Work order » Pictures must not appear in the copy. Reproduce exactly, and only, the lines from the one with "contain any white" through the end of the data below.

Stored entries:
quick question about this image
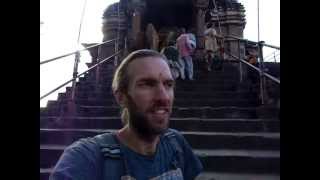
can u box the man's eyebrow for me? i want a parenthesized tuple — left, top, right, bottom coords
(136, 78, 174, 83)
(136, 78, 157, 83)
(165, 79, 175, 83)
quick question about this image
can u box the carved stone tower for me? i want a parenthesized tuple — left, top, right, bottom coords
(98, 0, 246, 60)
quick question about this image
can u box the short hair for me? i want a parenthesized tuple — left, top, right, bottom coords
(112, 49, 167, 124)
(112, 49, 167, 93)
(168, 41, 175, 46)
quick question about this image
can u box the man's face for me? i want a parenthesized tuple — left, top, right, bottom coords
(125, 57, 174, 136)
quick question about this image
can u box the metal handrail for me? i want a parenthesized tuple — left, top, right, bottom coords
(263, 43, 280, 50)
(225, 35, 257, 44)
(228, 53, 280, 84)
(226, 35, 280, 50)
(264, 51, 280, 60)
(265, 53, 280, 62)
(40, 38, 118, 65)
(40, 50, 122, 100)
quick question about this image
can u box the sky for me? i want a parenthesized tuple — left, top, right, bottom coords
(40, 0, 280, 107)
(238, 0, 280, 61)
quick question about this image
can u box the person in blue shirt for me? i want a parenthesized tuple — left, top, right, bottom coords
(50, 49, 203, 180)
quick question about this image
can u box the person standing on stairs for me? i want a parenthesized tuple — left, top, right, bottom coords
(161, 41, 181, 79)
(204, 22, 222, 71)
(245, 49, 259, 91)
(176, 28, 196, 80)
(50, 49, 203, 180)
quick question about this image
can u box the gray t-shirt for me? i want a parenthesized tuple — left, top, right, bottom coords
(50, 129, 203, 180)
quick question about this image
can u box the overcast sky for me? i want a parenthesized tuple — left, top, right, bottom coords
(40, 0, 279, 107)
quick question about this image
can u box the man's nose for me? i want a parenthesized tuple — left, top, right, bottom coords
(155, 84, 170, 102)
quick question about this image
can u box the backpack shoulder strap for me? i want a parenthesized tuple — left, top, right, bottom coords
(163, 129, 183, 152)
(163, 129, 185, 170)
(93, 132, 122, 159)
(92, 132, 129, 179)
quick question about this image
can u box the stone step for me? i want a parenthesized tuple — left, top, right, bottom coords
(40, 129, 280, 150)
(97, 75, 240, 85)
(77, 106, 260, 118)
(94, 63, 237, 76)
(67, 89, 258, 101)
(71, 84, 250, 96)
(96, 60, 239, 71)
(58, 98, 259, 107)
(70, 90, 257, 100)
(97, 68, 239, 79)
(97, 77, 242, 87)
(40, 168, 280, 180)
(69, 86, 249, 97)
(40, 116, 280, 133)
(89, 63, 245, 81)
(77, 77, 242, 88)
(46, 100, 59, 109)
(175, 77, 240, 84)
(72, 94, 257, 103)
(76, 67, 252, 89)
(70, 85, 245, 97)
(41, 105, 266, 118)
(196, 149, 280, 174)
(42, 104, 279, 120)
(80, 70, 240, 81)
(40, 144, 279, 174)
(197, 172, 280, 180)
(40, 168, 51, 180)
(75, 81, 242, 92)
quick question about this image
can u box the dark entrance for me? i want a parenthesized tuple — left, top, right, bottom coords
(144, 0, 194, 31)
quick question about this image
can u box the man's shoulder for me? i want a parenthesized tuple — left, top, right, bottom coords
(62, 136, 98, 157)
(162, 128, 186, 145)
(163, 128, 182, 136)
(59, 132, 123, 165)
(66, 132, 116, 152)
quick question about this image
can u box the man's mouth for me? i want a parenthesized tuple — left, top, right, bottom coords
(154, 109, 167, 114)
(150, 107, 170, 114)
(148, 107, 171, 120)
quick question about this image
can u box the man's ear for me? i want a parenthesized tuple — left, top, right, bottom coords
(114, 90, 127, 107)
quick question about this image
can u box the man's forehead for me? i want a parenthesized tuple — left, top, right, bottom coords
(128, 57, 172, 79)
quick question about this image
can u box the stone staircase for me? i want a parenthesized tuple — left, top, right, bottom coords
(40, 59, 280, 180)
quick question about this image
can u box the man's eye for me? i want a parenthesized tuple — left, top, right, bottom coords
(165, 82, 174, 88)
(139, 81, 155, 87)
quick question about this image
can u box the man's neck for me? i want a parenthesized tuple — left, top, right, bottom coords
(117, 125, 160, 156)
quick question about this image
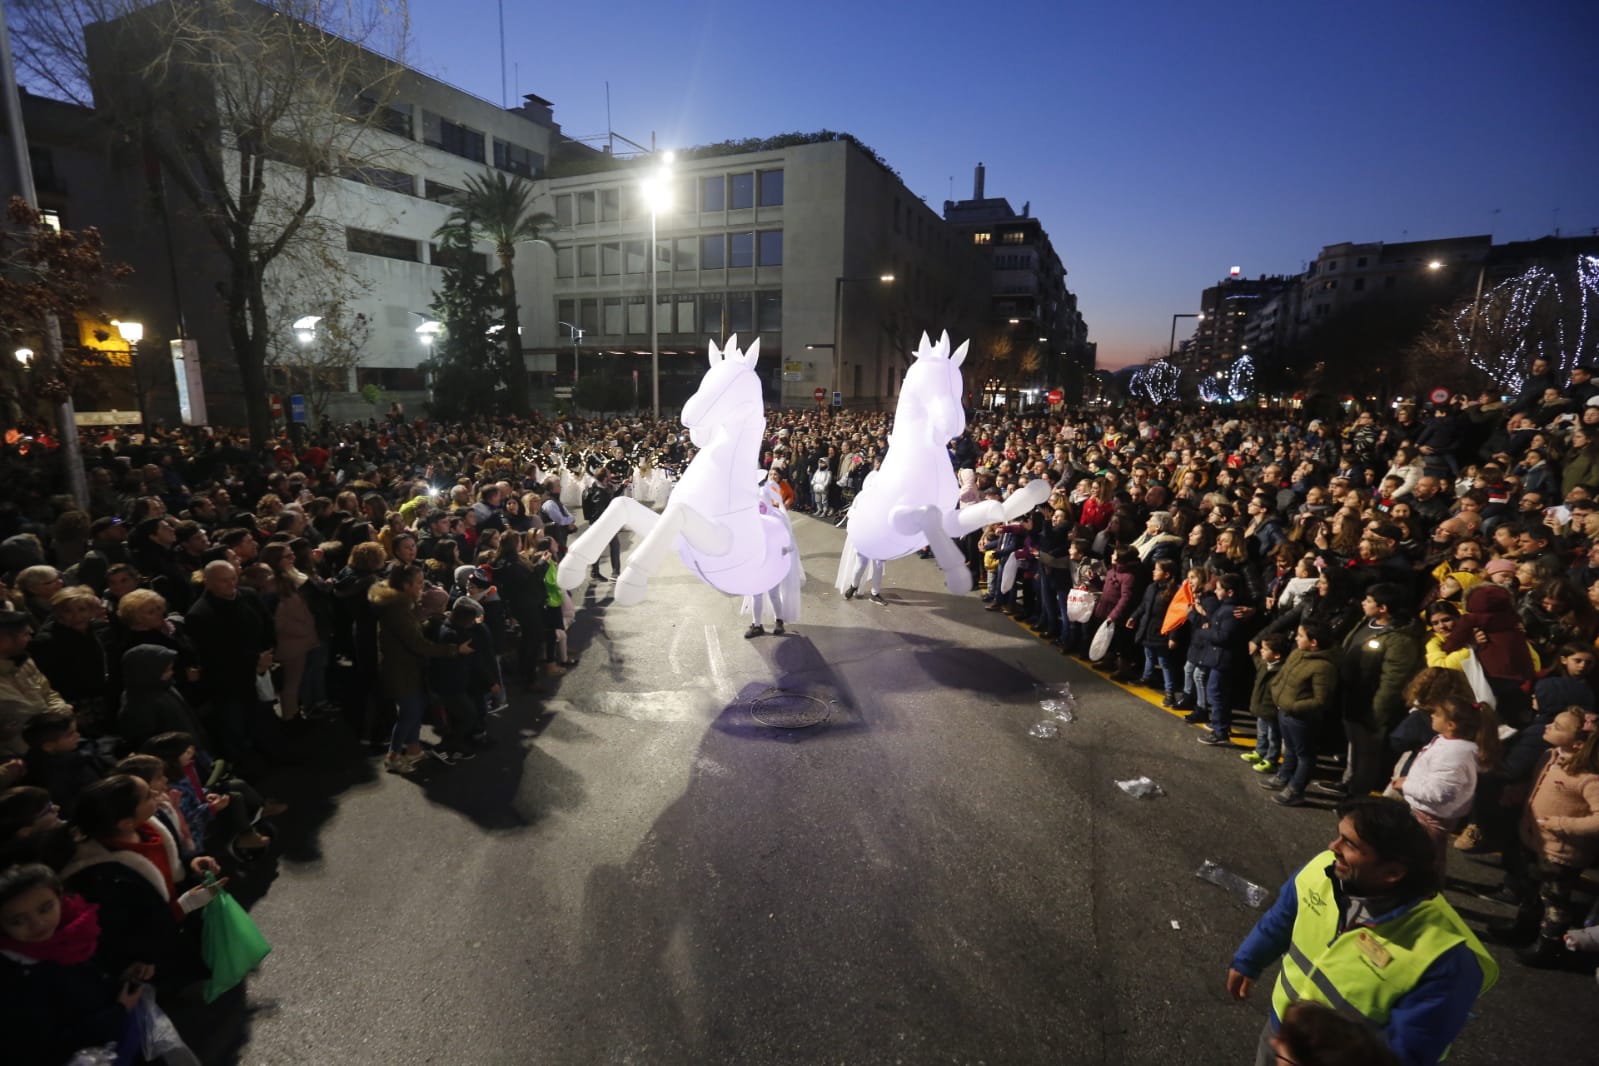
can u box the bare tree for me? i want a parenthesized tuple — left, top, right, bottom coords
(10, 0, 410, 446)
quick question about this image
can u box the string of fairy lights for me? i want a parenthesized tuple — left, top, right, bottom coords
(1459, 254, 1598, 393)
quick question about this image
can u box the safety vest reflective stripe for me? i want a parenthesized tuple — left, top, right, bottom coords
(1285, 940, 1368, 1023)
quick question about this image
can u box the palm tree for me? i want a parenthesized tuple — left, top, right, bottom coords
(445, 171, 555, 414)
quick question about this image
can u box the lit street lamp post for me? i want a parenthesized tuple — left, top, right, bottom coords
(112, 319, 145, 427)
(642, 152, 675, 420)
(558, 320, 584, 385)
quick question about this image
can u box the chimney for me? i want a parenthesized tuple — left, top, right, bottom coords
(974, 162, 985, 200)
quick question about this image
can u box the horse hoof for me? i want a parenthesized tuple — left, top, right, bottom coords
(945, 571, 973, 595)
(613, 575, 648, 606)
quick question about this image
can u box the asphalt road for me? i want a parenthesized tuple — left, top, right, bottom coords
(223, 514, 1581, 1065)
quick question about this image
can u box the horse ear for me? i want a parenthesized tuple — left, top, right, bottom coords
(951, 339, 969, 368)
(708, 338, 722, 365)
(745, 336, 760, 365)
(725, 334, 739, 361)
(914, 331, 932, 359)
(938, 330, 952, 359)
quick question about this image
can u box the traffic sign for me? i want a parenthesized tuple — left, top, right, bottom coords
(289, 394, 307, 423)
(813, 387, 826, 405)
(553, 386, 574, 398)
(1047, 389, 1064, 404)
(832, 391, 842, 408)
(1428, 387, 1450, 405)
(270, 395, 283, 417)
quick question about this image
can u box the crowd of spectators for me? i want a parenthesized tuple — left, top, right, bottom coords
(0, 353, 1597, 1060)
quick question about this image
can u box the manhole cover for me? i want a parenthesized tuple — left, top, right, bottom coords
(749, 691, 832, 730)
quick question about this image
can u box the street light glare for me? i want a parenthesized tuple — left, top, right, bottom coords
(112, 319, 144, 343)
(1428, 260, 1444, 270)
(879, 274, 895, 283)
(14, 347, 33, 366)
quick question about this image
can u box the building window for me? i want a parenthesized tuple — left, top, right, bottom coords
(554, 193, 573, 227)
(619, 185, 640, 219)
(357, 367, 427, 391)
(493, 138, 541, 177)
(1384, 275, 1397, 289)
(602, 297, 623, 335)
(1001, 231, 1026, 244)
(701, 175, 725, 212)
(757, 291, 782, 331)
(1352, 277, 1365, 292)
(1327, 260, 1338, 271)
(344, 165, 415, 196)
(577, 245, 597, 277)
(729, 172, 755, 210)
(425, 179, 464, 204)
(353, 96, 413, 139)
(601, 242, 622, 276)
(579, 298, 599, 335)
(701, 234, 726, 270)
(39, 208, 62, 233)
(600, 188, 620, 222)
(758, 169, 783, 206)
(421, 111, 485, 163)
(676, 295, 696, 332)
(627, 295, 648, 335)
(700, 292, 723, 334)
(729, 232, 754, 269)
(1356, 256, 1367, 268)
(728, 292, 754, 334)
(625, 239, 647, 274)
(346, 227, 419, 262)
(557, 299, 576, 327)
(577, 191, 597, 225)
(973, 232, 991, 245)
(673, 236, 697, 271)
(428, 243, 488, 273)
(757, 230, 782, 267)
(893, 196, 902, 235)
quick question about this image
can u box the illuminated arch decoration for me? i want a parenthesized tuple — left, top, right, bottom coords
(1460, 254, 1599, 394)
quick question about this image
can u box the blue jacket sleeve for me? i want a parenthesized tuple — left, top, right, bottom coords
(1383, 944, 1483, 1066)
(1230, 869, 1301, 977)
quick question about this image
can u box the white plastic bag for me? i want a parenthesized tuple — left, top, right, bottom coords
(1460, 650, 1497, 708)
(254, 670, 276, 704)
(1088, 619, 1114, 663)
(1066, 588, 1098, 623)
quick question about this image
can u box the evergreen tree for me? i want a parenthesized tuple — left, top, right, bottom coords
(426, 220, 504, 420)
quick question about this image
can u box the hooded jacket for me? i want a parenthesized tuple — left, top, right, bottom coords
(118, 644, 206, 749)
(370, 582, 460, 698)
(1268, 647, 1339, 718)
(1442, 584, 1535, 681)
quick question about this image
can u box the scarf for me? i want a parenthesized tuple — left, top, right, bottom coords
(0, 893, 101, 965)
(1162, 581, 1195, 635)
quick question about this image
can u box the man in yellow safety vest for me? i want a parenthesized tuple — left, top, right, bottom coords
(1226, 797, 1497, 1066)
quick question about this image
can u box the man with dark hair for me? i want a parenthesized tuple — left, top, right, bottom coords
(1227, 798, 1497, 1066)
(580, 471, 623, 580)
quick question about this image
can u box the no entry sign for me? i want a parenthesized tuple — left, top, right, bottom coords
(1428, 387, 1450, 404)
(1047, 389, 1064, 404)
(813, 387, 826, 406)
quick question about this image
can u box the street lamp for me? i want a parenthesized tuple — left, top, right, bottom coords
(1169, 312, 1203, 358)
(557, 320, 584, 384)
(112, 319, 145, 424)
(831, 273, 895, 407)
(642, 150, 675, 420)
(14, 347, 33, 367)
(292, 314, 321, 346)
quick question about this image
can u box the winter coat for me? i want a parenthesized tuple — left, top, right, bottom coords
(1191, 598, 1243, 671)
(0, 923, 128, 1066)
(1249, 654, 1282, 718)
(1268, 647, 1339, 718)
(1131, 579, 1177, 648)
(22, 744, 109, 817)
(428, 619, 496, 696)
(26, 618, 111, 708)
(118, 644, 207, 750)
(1400, 736, 1479, 821)
(1563, 449, 1599, 496)
(371, 583, 460, 699)
(266, 582, 320, 658)
(0, 655, 71, 757)
(60, 821, 189, 978)
(185, 587, 276, 702)
(332, 565, 381, 666)
(1519, 750, 1599, 867)
(1339, 620, 1422, 730)
(1094, 562, 1141, 623)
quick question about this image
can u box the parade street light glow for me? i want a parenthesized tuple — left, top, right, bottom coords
(292, 315, 321, 345)
(112, 319, 144, 344)
(14, 347, 33, 366)
(415, 319, 443, 347)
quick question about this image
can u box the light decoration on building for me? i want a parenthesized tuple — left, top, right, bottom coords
(1227, 354, 1256, 402)
(1459, 254, 1598, 393)
(1131, 359, 1181, 404)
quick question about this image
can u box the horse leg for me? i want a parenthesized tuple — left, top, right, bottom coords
(557, 497, 659, 590)
(899, 504, 972, 594)
(1000, 479, 1052, 520)
(675, 505, 735, 558)
(609, 504, 692, 606)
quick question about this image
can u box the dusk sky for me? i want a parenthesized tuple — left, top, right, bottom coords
(407, 0, 1598, 369)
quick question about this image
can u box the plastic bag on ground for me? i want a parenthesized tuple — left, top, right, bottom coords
(125, 989, 202, 1066)
(1028, 721, 1060, 740)
(1195, 859, 1271, 909)
(1035, 682, 1078, 722)
(1116, 776, 1164, 798)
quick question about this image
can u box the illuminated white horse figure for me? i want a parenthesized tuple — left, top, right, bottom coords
(556, 335, 794, 605)
(844, 331, 1051, 593)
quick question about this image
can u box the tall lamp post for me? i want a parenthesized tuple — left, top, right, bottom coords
(830, 273, 895, 408)
(1429, 257, 1489, 363)
(1169, 311, 1203, 358)
(558, 320, 584, 385)
(641, 151, 675, 420)
(112, 319, 144, 426)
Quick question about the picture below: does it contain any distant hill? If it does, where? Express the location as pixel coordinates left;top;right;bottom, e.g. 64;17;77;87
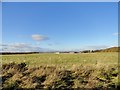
93;47;120;52
1;47;119;55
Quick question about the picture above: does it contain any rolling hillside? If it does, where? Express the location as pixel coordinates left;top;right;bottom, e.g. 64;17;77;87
93;47;120;52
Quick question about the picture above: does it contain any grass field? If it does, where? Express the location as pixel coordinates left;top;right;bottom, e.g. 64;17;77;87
2;52;118;68
1;52;119;89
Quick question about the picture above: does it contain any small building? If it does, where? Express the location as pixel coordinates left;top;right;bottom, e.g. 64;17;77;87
55;52;60;54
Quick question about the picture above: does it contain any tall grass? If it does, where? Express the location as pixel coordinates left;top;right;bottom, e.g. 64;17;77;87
1;52;119;89
1;62;119;89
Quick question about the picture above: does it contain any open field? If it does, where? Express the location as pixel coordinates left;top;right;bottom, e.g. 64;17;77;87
2;52;118;68
1;52;120;89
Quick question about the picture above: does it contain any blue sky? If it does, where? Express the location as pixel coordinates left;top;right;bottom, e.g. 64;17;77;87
2;2;118;52
0;2;2;44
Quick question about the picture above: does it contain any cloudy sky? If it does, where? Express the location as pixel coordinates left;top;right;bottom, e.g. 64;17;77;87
2;2;118;52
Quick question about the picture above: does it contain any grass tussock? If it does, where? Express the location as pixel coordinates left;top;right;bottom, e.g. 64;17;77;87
1;62;120;89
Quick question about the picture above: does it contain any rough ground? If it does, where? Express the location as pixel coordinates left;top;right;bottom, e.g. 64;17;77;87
1;62;120;89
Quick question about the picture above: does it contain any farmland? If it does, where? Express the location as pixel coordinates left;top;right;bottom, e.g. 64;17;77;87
1;52;120;89
2;52;118;68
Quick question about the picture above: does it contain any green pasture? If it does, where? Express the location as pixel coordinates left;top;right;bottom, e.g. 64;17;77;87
2;52;118;68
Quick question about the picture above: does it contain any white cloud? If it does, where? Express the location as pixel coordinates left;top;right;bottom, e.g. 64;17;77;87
48;43;53;46
0;43;86;52
32;34;49;41
82;45;110;50
0;43;51;52
113;32;120;36
11;43;30;48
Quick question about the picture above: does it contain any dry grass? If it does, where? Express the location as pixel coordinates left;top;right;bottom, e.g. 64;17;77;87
1;52;119;89
1;62;119;89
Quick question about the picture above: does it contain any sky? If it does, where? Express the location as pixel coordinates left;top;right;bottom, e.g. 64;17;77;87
1;2;118;52
2;0;120;2
0;2;2;44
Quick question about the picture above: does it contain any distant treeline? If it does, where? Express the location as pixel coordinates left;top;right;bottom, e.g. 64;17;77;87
0;52;40;55
80;47;120;53
1;47;119;55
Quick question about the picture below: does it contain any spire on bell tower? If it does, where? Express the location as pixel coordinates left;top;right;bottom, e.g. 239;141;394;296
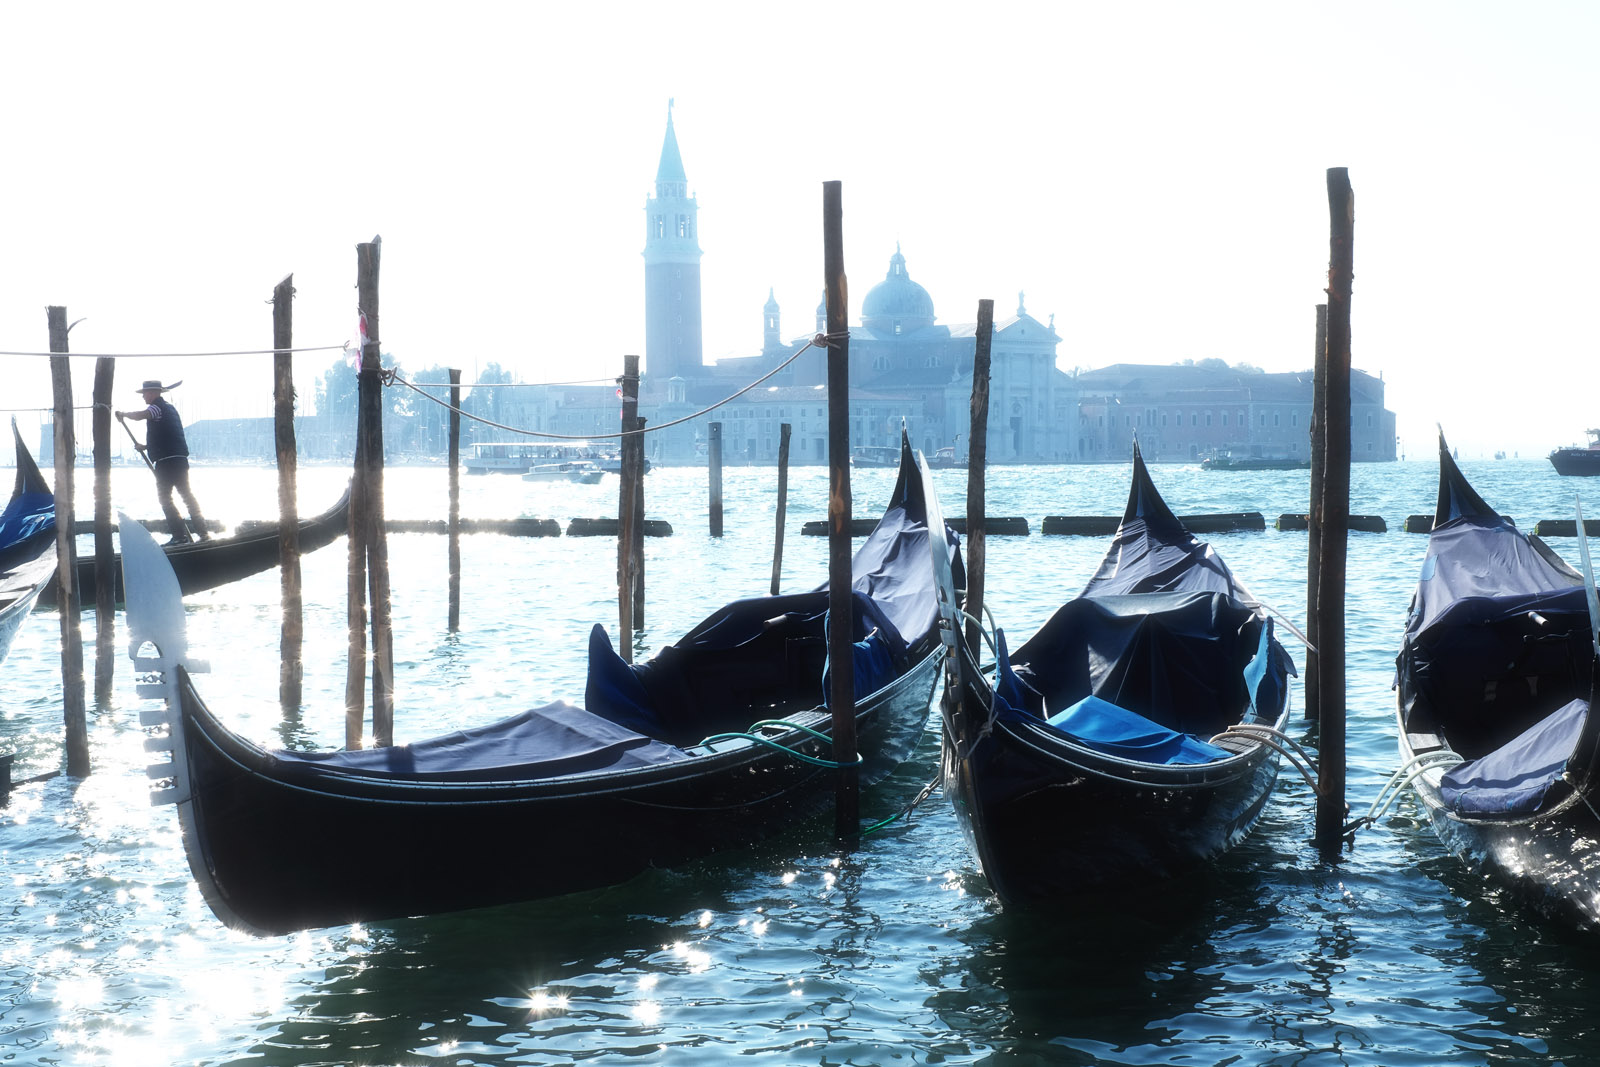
643;100;704;381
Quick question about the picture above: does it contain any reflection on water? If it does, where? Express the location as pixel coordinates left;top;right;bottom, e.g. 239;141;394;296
4;459;1600;1064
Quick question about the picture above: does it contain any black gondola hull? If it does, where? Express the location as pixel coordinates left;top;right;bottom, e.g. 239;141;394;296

Output »
Quick question about the picture above: does it contain any white cloud? If it does, where? Express the location as pixel coordinates left;top;right;bottom, e.g. 64;17;77;87
48;43;53;46
0;43;86;52
32;34;49;41
82;45;110;50
0;43;51;52
113;32;120;36
11;43;30;48
Quick question about the picture above: does it contain any dry grass? If it does, where? Express the location as pixel coordinates left;top;right;bottom, e.g. 64;17;77;87
1;52;119;89
1;62;119;89
Quick question about the picture above: does it contain any sky? If it does, where? Express the location as pixel coordinates left;top;right;bottom, e.g. 64;17;77;87
1;2;118;52
2;0;120;2
0;2;2;44
Quick question about the picture above: does it contain any distant treeline? If it does, where? Express the location as pixel coordinates left;top;right;bottom, e.g. 64;17;77;87
0;52;40;55
80;47;120;53
1;47;119;55
Quick question about the picture below: does it contain any spire on bell tower? If it does, where? Express the location as pixel coordinates left;top;right;bottom, e.g. 239;141;394;296
643;100;704;381
Quick question about the picture above: does it contain any reflection on water? If it does, where? Express the location as pixel coordinates left;top;right;bottom, e.g. 239;141;394;296
4;459;1600;1064
Quick question about the picture above: does it contain any black gondola hull? If it does, where? Express the location as pixel coordinates left;top;right;bottom, e.g. 239;141;394;296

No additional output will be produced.